• _作業の指示_
A. 原文の「(20010年7月12日 1人泊 @9,600円)」から「この小さな能登空港ができて10年ほど経つのであろうか。」までの部分を、「能登空港」を「のと里山空港」に置き換えて書き直してください。
B. 次の(i)〜(iii)が原文の内容と合っているか、それぞれ「はい」か「いいえ」で答え、判断の根拠となる原文の語句をそのまま引用してください。
(i) 羽田で能登空港行きの便を待つ場所は、1階のバス乗り場前にある。
(ii) ANAは当初から1日2便の運航を望んでいた。
(iii) 筆者は和倉温泉に行きたいと考えている。

• _原文_
=-=-=

(20010年7月12日 1人泊 @9,600円)
羽田から能登空港に行くには、空港のバスで飛行機の所まで行くので、待合スペースは1階のバス乗り場前なのだが、ここはこぢんまりしていてタバコ部屋が至近距離にあり落ち着けて、わりと好きである。
1時間ほどで能登空港に着く。
この小さな能登空港ができて10年ほど経つのであろうか。
当初ANAは1日1便でおさえたかったようであるが、地元は午前と午後の2便を強く望み、
協議の結果2便になったが、その条件としてもし損失が出た場合は地元がANAの損失分を負担し、
そのかわり利益が出た場合はANAが利益分を地元に還元する、という取り決めをしたらしい。
そのため能登半島一帯の地元の、観光客に対する思い入れはとても強い。
能登空港に置いてある、年2回出される立派で分厚いパンフレットをはじめとして、豊富な地図類、
数多くの<能登丼>の店やそれぞれの店の丼の特徴や写真、それに伴うスタンプラリーなど、取材や編集、写真撮影などに経費を惜しむことなく作られているのを感じるし、観光客が楽しめるよう努力をかかさない姿勢がみえる。
行ってみたら大したことのない施設でも、情報は力なりという勢いで載せていることに頭が下がって、妙に納得したりしてしまう。
飛行機の発着に合わせて運行される<ふるさとタクシー>という乗り合いタクシーは、陸の孤島状態の能登空港から、ほぼ能登半島全域に安い料金で行くことができるし、場合によっては目的の宿の前まで送迎してくれることもある。
その甲斐あって、あの地震にもめげずに観光客が順調に増加し、毎年ANAから利益分を還元され、
その金額1,000万円を超えることが続いているという、全国でも珍しいそしてモデルケースになるような空港なのだ。
もちろんそれは、豊富でおいしい魚介類、自慢できる能登牛、おいしいお米や日本酒、そして能登の豊かな自然あってこその、能登空港であるが。
じつは私は能登半島の北端の珠洲市にある宿に泊まりたかったのであるが、その宿はもちろん初めてで、
そして1人泊の私がのっけから「2泊したいんです」とは、ちょっと言えないような宿だったので…
では、ぜんぜん違うタイプの宿を選んでもう1泊しよう、と思い…
よりにもよって能登半島の付け根方向、富山県との県境に近いこの宿を選んだのは…
だいたい、能登半島にはいい温泉がないのである。
輪島温泉、和倉温泉には行きたくないし、そうするともはやほとんど、ないのだ。

=-=-=

• _提供データ_
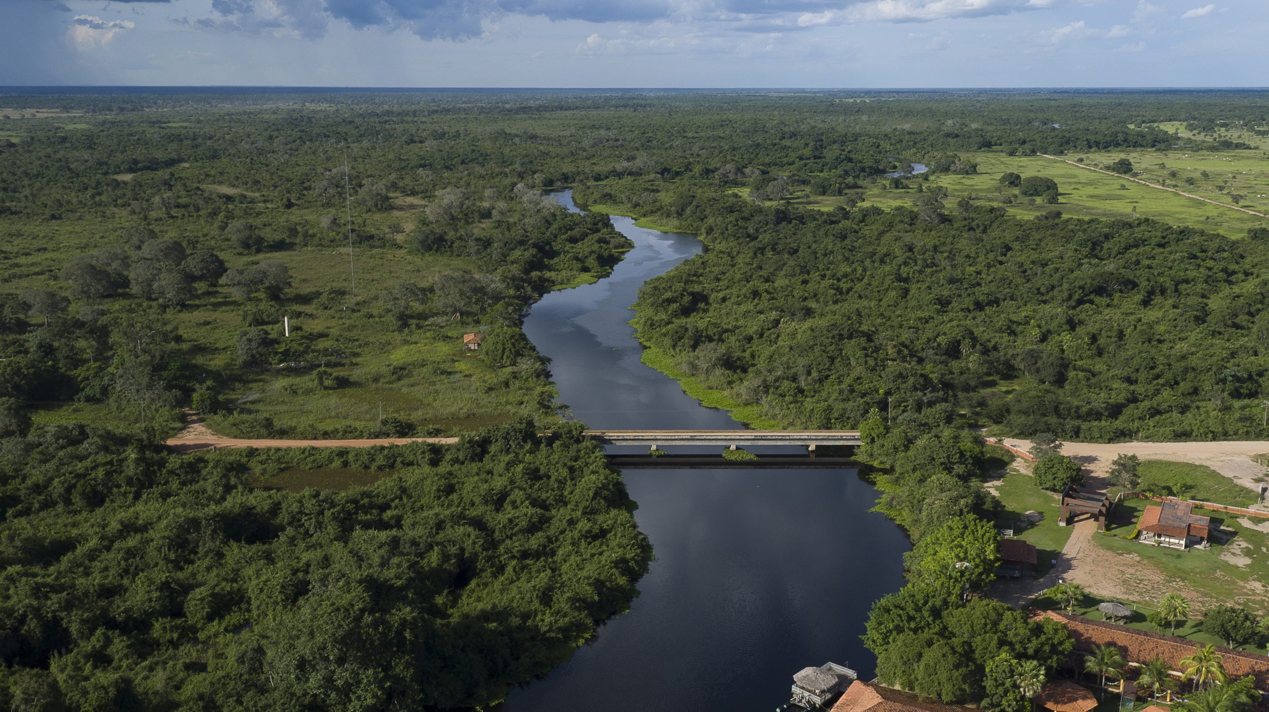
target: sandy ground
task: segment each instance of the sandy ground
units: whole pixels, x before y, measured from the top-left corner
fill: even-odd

=-=-=

• _作業別の解答_
A.
(20010年7月12日 1人泊 @9,600円)
羽田からのと里山空港に行くには、空港のバスで飛行機の所まで行くので、待合スペースは1階のバス乗り場前なのだが、ここはこぢんまりしていてタバコ部屋が至近距離にあり落ち着けて、わりと好きである。
1時間ほどでのと里山空港に着く。
この小さなのと里山空港ができて10年ほど経つのであろうか。

B.
(i) はい。「待合スペースは1階のバス乗り場前なのだが」
(ii) いいえ。「当初ANAは1日1便でおさえたかったようであるが」
(iii) いいえ。「輪島温泉、和倉温泉には行きたくないし」